DÉFIS
1. D'après le texte sur la langue italienne, sur quel dialecte se fonde surtout l'italien contemporain ?
2. Transcrivez une partie du texte sur la langue italienne. Commencez aux mots "Etant donné que" et arrêtez-vous après "dans le temps.".
3. Poursuivez le texte sur la langue italienne après sa dernière phrase.

═════ PASSAGE EXTRAIT ═════

L’italià

Berceau de la latinité, l’Italie a eu un rôle décisif dans la diffusion du latin et de la culture de l’empire romain dans le reste de l’Europe, aussi bien dans l’Antiquité que dans les époques qui ont suivi. Même après l’affirmation des idiomes néolatins et la constitution de l’Europe linguistique moderne, l’italien a eu à plusieurs reprises des moments de grande importance dans le contexte linguistique international.

La langue italienne contemporaine se fonde substantiellement sur une des langues vulgaires qui, à partir des XIIIe- XIVe siècles, viennent se constituer aux dépens du latin, c’est-à-dire le dialecte toscan et en particulier le florentin, qui se rend illustre au XIVe siècle à travers les chefs d’oeuvre de Dante, Boccaccio et Petrarca. Le florentin sera adopté au XVIe siècle par les écrivains et les intellectuels de toute la péninsule. Par la suite cette langue s’étendra peu à peu, pour devenir, après 1870, année de l’unification politique de la nation, la langue de l’administration et l’instrument de communication pour toute la société italienne.

Etant donné que le florentin, à la différence des autres dialectes italiens, a conservé de façon fidèle de nombreuses caractéristiques de la phonétique et de la morphologie du latin, la langue italienne que l’on parle aujourd’hui, fait apparaître de nombreuses particularités qui révèlent de fortes similitudes avec la langue d’origine : le développement de l’italien par rapport au latin se fait sans ruptures brutales ou évolutions trop rapides et présente ainsi un certain caractère de conservation et une physionomie plutôt stable dans le temps.

═════ EXTRAITS DE DONNÉES ═════

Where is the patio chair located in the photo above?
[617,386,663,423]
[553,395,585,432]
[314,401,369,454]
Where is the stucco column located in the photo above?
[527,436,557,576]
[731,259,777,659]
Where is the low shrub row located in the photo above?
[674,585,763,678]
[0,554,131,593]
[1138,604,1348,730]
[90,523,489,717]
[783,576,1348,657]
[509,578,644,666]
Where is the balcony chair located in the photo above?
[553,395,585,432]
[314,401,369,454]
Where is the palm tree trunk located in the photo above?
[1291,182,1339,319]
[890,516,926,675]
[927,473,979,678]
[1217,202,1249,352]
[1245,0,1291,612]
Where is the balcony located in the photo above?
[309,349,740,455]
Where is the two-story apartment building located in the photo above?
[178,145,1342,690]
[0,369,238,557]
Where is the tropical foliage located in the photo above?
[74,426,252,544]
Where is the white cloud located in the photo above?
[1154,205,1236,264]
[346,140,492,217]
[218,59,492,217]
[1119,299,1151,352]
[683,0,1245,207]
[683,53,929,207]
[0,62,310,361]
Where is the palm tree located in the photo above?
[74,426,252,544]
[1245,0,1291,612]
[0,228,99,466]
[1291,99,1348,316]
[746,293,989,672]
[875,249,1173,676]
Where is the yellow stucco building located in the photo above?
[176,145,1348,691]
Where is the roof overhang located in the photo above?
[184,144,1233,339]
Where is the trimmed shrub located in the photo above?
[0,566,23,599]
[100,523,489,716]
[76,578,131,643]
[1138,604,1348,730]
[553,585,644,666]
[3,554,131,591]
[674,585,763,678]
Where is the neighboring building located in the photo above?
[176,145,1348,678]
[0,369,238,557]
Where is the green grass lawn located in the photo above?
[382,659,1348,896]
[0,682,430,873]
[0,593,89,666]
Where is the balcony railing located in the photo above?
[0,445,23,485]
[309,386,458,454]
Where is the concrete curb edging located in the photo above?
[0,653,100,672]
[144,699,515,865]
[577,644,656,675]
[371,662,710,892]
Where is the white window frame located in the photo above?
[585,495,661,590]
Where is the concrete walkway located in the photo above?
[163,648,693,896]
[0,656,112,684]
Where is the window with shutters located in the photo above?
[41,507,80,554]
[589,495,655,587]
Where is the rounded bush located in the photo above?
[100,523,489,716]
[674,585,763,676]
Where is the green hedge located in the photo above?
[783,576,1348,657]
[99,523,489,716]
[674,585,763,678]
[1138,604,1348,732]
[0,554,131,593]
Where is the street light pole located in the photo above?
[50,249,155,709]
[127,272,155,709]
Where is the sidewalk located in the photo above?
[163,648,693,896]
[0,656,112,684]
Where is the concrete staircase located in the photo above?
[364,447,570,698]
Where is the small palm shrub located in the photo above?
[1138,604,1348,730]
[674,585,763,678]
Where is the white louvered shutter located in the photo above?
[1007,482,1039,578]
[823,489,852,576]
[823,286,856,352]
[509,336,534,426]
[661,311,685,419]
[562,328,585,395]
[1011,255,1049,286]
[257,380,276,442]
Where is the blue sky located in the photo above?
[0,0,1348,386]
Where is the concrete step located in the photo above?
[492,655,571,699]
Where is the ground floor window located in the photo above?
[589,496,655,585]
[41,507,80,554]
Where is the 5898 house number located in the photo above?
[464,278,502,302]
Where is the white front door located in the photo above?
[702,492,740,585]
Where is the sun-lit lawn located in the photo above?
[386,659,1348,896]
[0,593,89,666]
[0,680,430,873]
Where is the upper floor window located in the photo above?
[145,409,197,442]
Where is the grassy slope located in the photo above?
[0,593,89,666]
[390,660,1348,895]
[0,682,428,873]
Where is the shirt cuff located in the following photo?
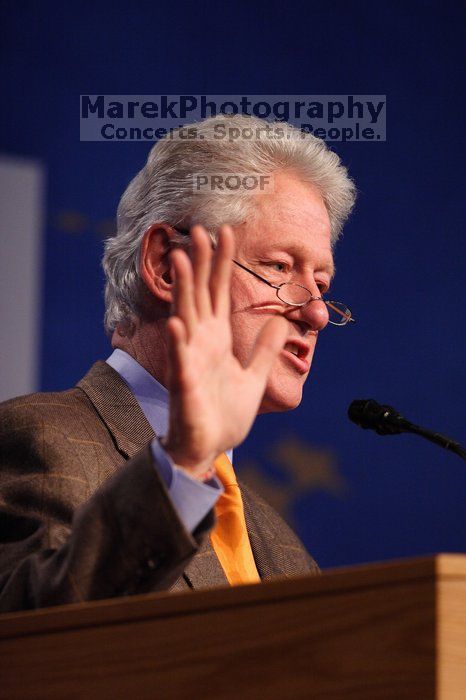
[151,438,223,533]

═════

RÉPONSES PAR TÂCHE
1. Sur le dialecte toscan, en particulier le florentin.

2.
Etant donné que le florentin, à la différence des autres dialectes italiens, a conservé de façon fidèle de nombreuses caractéristiques de la phonétique et de la morphologie du latin, la langue italienne que l’on parle aujourd’hui, fait apparaître de nombreuses particularités qui révèlent de fortes similitudes avec la langue d’origine : le développement de l’italien par rapport au latin se fait sans ruptures brutales ou évolutions trop rapides et présente ainsi un certain caractère de conservation et une physionomie plutôt stable dans le temps.

3.
Avec la proclamation du premier empereur romain, Auguste, en 27 avant J.C., sont définies les limites territoriales de l’Empire, qui divisent la péninsule italienne en onze régions. Progressivement, les anciennes langues italiques disparaissent au profit de la langue des dominateurs. Au premier siècle après J.C., avec l’expansion du latin, une première unification linguistique est réalisée sur tout le territoire. Toutefois, la divergence entre le latin classique, codifié par les grammairiens et fixé par l’usage écrit et littéraire, et le latin dit “vulgaire “, la langue utilisée quotidiennement par la population, se fait de plus en plus importante. Avec le temps, les différences linguistiques d’une région à une autre seront de plus en plus affirmées. Les idiomes romans qui sont à la base des langues modernes néo-latines, mais également les dialectes de l’italien, auront précisément pour origine ce latin “vulgaire “.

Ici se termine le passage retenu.